**Problem description**
Please set down every line of the records below exactly, without the pictures.

**Data supplied**
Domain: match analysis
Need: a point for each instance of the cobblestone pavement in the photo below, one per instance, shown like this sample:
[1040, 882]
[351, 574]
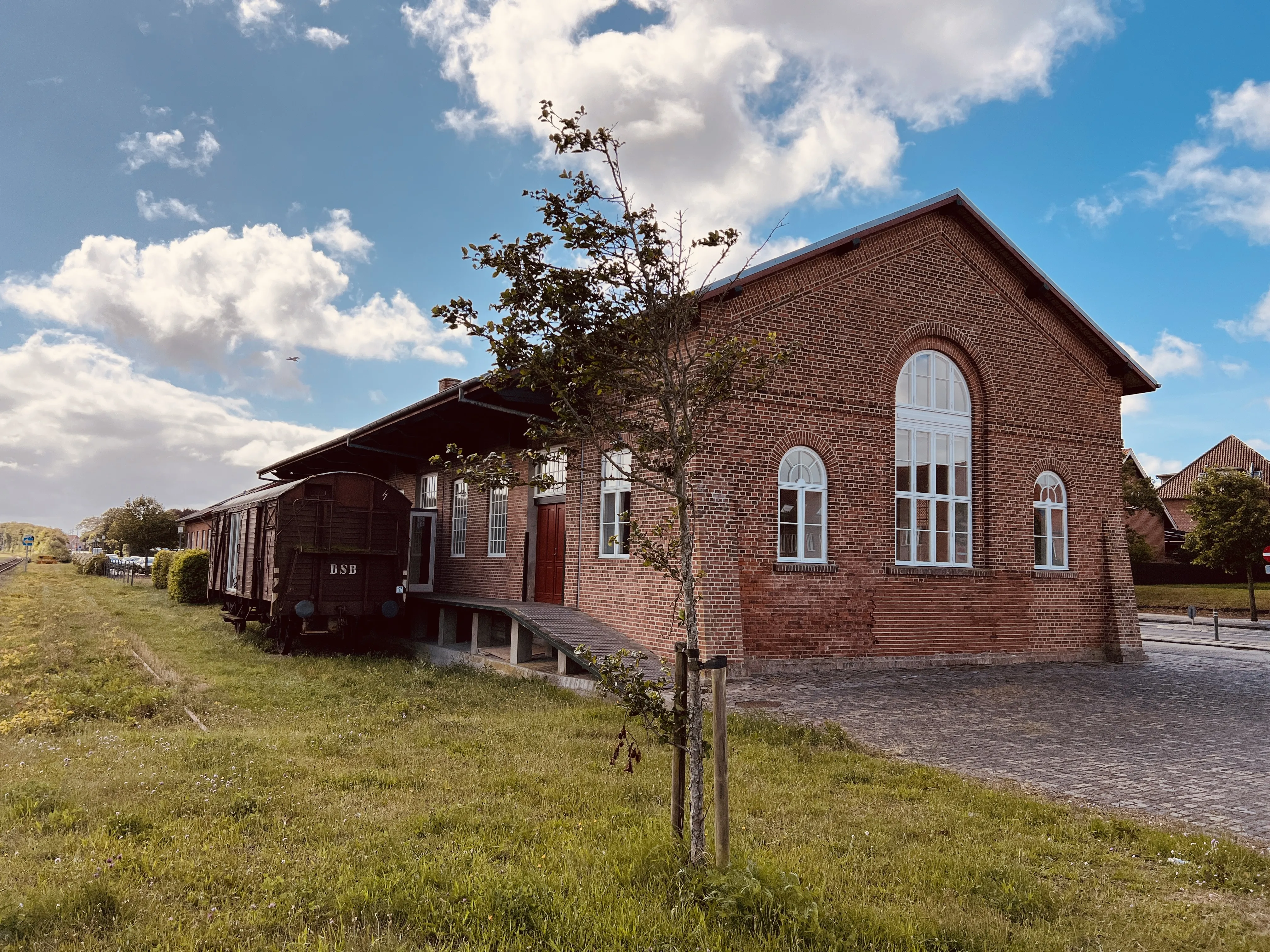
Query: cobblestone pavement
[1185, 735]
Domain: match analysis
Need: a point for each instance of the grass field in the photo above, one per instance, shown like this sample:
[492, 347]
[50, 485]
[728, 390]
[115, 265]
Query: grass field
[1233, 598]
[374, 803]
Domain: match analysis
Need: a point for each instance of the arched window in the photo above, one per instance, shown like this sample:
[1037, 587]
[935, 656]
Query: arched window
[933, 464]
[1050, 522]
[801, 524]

**Solution to this problem**
Domain: match analysis
Need: a point for each instance of the cobblestone pavement in the photo below, one per instance, shown like this sample:
[1040, 882]
[351, 574]
Query: cobblestone pavement
[1185, 735]
Domain: match analysis
Need: a point for each instance of the grass field in the photo above, one per instance, shown like this sample:
[492, 347]
[50, 485]
[728, 390]
[115, 265]
Query: grass field
[1233, 598]
[374, 803]
Domain: match analysis
Need: a point for each instance of the arched window in the photo above, one per instance, shown like this sample:
[1037, 587]
[935, 656]
Query: arched window
[933, 464]
[1050, 522]
[801, 524]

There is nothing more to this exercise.